> Stored records:
* * * *

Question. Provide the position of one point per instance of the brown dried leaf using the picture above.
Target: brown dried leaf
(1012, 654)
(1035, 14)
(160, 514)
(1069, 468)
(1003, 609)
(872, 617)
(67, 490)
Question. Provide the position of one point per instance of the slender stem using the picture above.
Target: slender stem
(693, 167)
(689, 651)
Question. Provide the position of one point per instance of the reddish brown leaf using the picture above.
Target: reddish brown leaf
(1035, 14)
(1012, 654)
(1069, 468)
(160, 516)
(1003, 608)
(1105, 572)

* * * *

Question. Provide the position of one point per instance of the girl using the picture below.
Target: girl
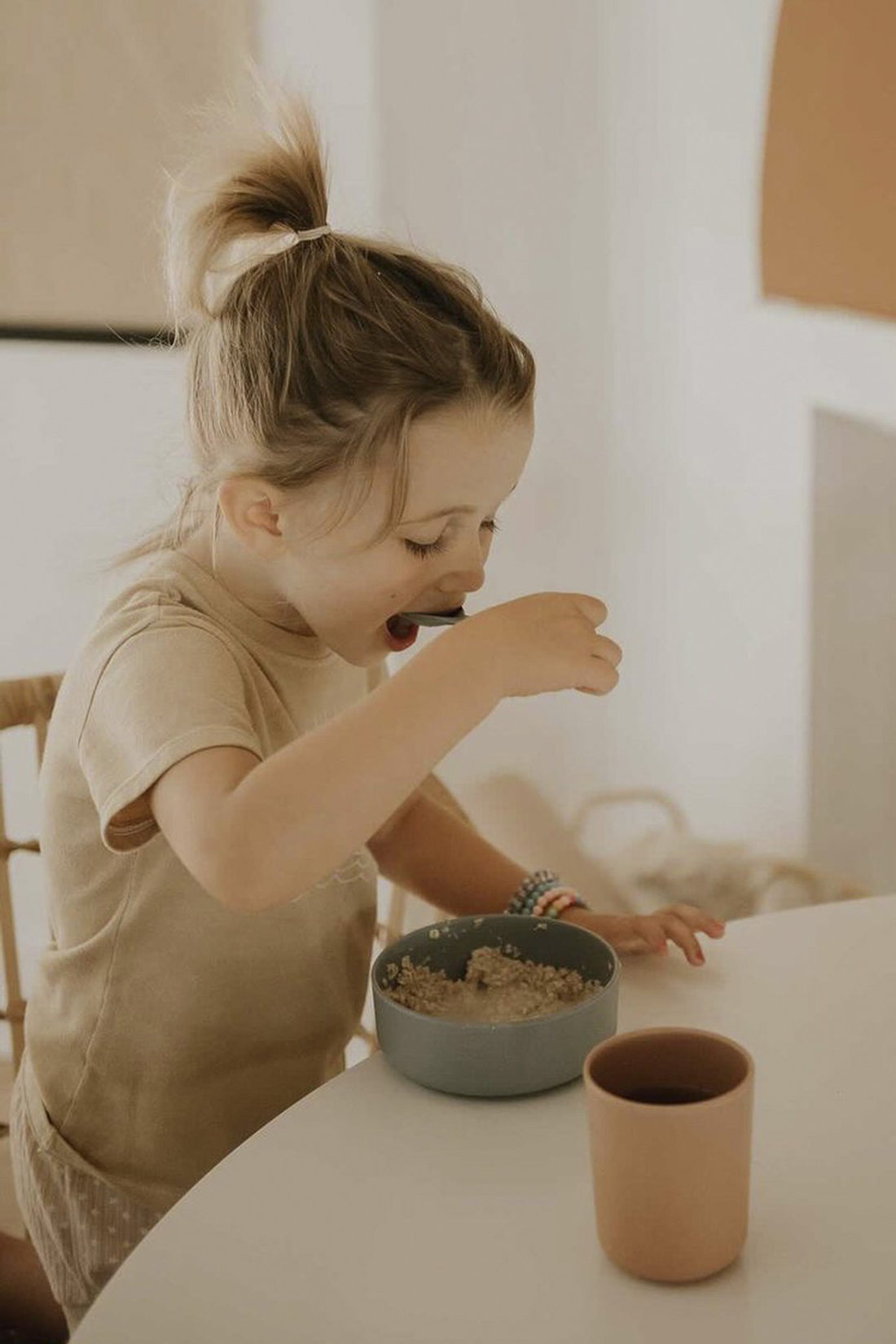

* * * *

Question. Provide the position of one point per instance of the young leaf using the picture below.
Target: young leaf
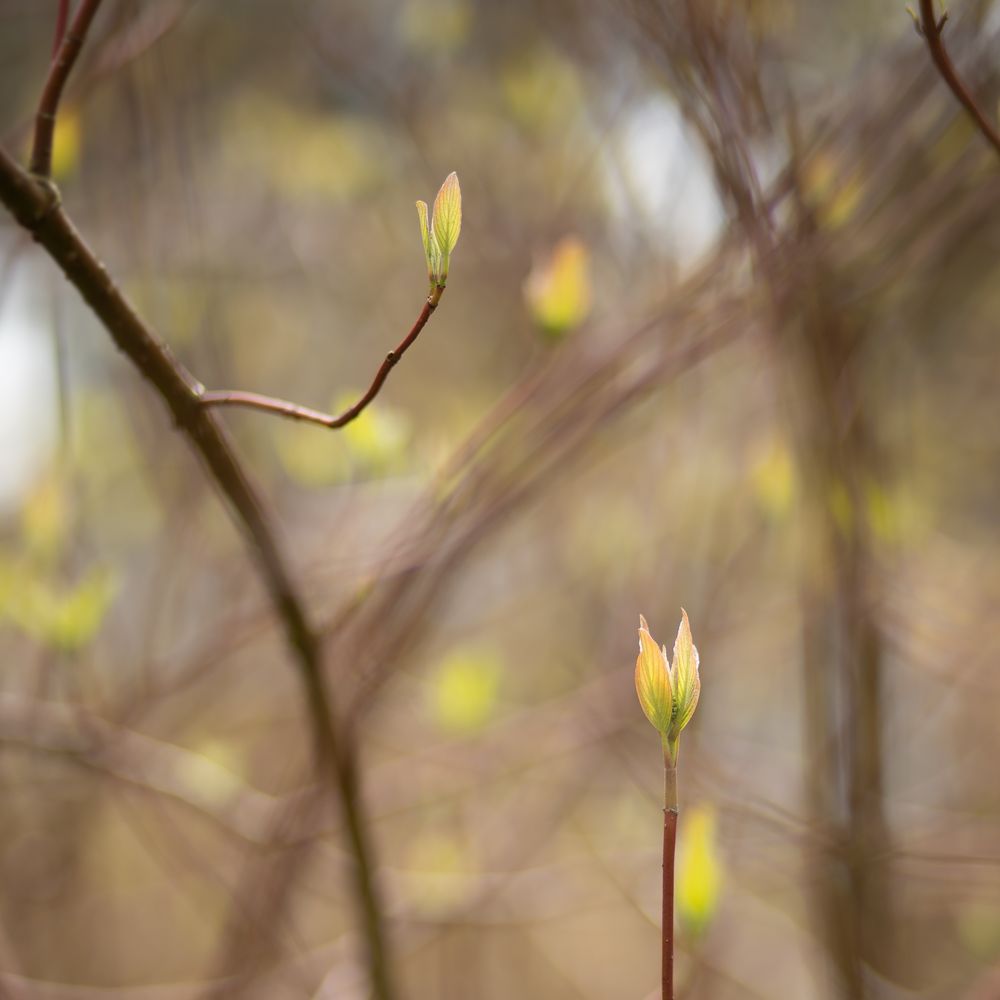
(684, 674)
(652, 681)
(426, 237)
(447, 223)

* * * *

Please return the item lines unchanged, starting at the line with "stem using the picture above." and continuing up to and including the line with "(1105, 572)".

Question. Provide the position of one point per instance of the slender stem using the picture above.
Target: slender stem
(693, 167)
(689, 651)
Question. Provide the position of one point per instance of the reddish brown leaf using the picture above.
Target: reddish brown leaf
(1035, 14)
(1012, 654)
(1069, 468)
(160, 516)
(1003, 608)
(1105, 572)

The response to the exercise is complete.